◆ **Data supplied**:
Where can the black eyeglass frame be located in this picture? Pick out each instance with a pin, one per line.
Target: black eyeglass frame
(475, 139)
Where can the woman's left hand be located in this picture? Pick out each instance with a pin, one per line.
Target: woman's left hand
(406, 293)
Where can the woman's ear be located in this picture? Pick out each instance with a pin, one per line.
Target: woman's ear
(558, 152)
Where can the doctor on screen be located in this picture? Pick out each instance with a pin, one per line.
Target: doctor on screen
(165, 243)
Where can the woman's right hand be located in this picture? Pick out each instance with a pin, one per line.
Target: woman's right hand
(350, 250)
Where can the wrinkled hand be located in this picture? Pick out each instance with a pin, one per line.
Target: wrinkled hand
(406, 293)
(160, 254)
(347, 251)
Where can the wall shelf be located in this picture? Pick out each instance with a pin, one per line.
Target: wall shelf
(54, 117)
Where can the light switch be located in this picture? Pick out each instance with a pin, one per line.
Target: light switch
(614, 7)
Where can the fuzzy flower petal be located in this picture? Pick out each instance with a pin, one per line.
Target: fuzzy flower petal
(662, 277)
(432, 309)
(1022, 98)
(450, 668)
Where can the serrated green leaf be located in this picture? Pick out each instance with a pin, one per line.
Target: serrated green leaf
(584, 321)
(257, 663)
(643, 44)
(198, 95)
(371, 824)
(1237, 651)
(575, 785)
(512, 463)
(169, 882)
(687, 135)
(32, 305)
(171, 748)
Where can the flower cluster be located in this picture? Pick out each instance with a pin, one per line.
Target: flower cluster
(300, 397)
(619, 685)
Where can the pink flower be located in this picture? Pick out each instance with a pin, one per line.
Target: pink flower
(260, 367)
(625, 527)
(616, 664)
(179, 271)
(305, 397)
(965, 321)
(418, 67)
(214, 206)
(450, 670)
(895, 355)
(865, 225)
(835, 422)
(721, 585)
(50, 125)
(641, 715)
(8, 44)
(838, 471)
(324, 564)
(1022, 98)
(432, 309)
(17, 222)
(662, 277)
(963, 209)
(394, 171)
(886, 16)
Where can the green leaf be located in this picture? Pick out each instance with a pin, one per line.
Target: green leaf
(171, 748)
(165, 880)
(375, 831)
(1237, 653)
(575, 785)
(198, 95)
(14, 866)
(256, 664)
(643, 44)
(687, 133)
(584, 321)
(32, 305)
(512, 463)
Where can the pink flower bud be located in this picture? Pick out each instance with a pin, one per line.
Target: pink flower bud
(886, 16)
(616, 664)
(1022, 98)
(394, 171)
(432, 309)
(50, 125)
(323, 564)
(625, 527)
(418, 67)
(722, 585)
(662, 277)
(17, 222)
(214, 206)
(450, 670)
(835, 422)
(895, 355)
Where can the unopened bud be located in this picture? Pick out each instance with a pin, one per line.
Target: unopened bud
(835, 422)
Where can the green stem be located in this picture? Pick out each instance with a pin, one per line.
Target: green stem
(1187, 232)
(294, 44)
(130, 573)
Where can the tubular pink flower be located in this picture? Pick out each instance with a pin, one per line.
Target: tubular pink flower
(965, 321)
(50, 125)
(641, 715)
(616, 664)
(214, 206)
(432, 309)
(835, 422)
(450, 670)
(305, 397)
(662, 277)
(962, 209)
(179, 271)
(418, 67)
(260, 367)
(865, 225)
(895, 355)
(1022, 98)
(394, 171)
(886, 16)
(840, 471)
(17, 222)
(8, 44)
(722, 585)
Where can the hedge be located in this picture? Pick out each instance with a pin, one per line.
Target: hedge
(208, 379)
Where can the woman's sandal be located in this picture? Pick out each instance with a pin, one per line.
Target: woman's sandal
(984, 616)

◆ **Assignment**: Write out the whole listing again, keeping every character as it is.

◆ **Exercise result**:
Where can the black eyeglass frame be located in this picture? Pick out each instance with a pin, one per line.
Target: black eyeglass frame
(475, 139)
Where can the woman's left hand be located in this picture? Pick out each instance with a pin, one per line.
Target: woman's left hand
(406, 293)
Where can the woman's ear be located in this picture? Pick out each instance with a pin, one per line.
Target: woman's ear
(558, 152)
Where can the doctor on screen be located in this picture? Pick out each instance with a pin, one per line.
Target: doctor on screen
(165, 243)
Where can the woman's right hand be located in this picture? Pick out each instance with a pin, one per line.
Target: woman's right hand
(350, 250)
Where can the wrinkled hand be located in this picture? Pick out each instance with a pin, one per line.
Target: wrinkled hand
(406, 293)
(160, 254)
(347, 251)
Where can the wall shelf be located in this picture? Pick out each instance with a pin, one per line.
Target: wall shelf
(54, 117)
Where can the light switch be located in this picture? Pick out each instance with a pin, one per line.
Target: light switch
(614, 7)
Where can the fuzzy flower petal be located in this picture? Pick out each instance with a pin, one per line.
Target: fuzzy flower petal
(662, 277)
(432, 309)
(1022, 98)
(450, 668)
Where can the serrated green leaf be located in this picture? Pick out each instance with a pin, one per line.
Target: serrated green leaf
(584, 321)
(257, 663)
(643, 44)
(198, 95)
(371, 824)
(1237, 651)
(575, 785)
(512, 463)
(169, 882)
(687, 135)
(32, 305)
(171, 748)
Where can the flower cluster be located in this picture? Pick out each instance with a pin, one per line.
Target: flower cluster
(300, 397)
(619, 685)
Where can the pink flower be located in this picture? Pick out each instance with a pin, one per line.
Target: pink flower
(260, 367)
(625, 527)
(616, 664)
(179, 271)
(305, 397)
(965, 321)
(418, 67)
(214, 206)
(450, 670)
(895, 355)
(865, 225)
(835, 422)
(721, 585)
(50, 125)
(641, 715)
(8, 44)
(838, 471)
(324, 564)
(1022, 98)
(432, 309)
(17, 222)
(662, 277)
(963, 209)
(394, 171)
(886, 16)
Where can the green leaf be located in this picture? Pick out each instance with a pin, one per line.
Target: green leaf
(171, 748)
(165, 880)
(375, 831)
(1237, 653)
(575, 785)
(198, 95)
(14, 866)
(256, 664)
(643, 44)
(687, 133)
(584, 321)
(32, 305)
(512, 463)
Where can the pink flower bud be located in this picture? Pick out each instance with a pin, one per line.
Target: pink flower bud
(886, 16)
(616, 664)
(1022, 98)
(394, 171)
(432, 309)
(50, 125)
(323, 564)
(625, 527)
(418, 67)
(722, 585)
(662, 277)
(17, 222)
(214, 206)
(450, 670)
(835, 422)
(895, 355)
Where can the unopened bud be located in this picture? Pick out each instance with a pin, one per line.
Target: unopened bud
(835, 422)
Where can the green stem be located in this picture? Pick out each instance with a pin, one per line.
Target: green stem
(1187, 232)
(294, 44)
(130, 573)
Where can the tubular pink flower be located in this picture? Pick out each instance with a pin, one per line.
Target: tubular pink flower
(965, 321)
(50, 125)
(641, 715)
(616, 664)
(214, 206)
(432, 309)
(835, 422)
(450, 670)
(305, 397)
(662, 277)
(962, 209)
(179, 271)
(418, 67)
(260, 367)
(865, 225)
(895, 355)
(1022, 98)
(394, 171)
(886, 16)
(840, 471)
(17, 222)
(8, 44)
(722, 585)
Where can the hedge be located in this picture? Pick out each instance with a pin, one per line.
Target: hedge
(208, 379)
Where can the woman's sandal be located in this picture? Pick out each instance with a pin, one per line.
Target: woman's sandal
(984, 616)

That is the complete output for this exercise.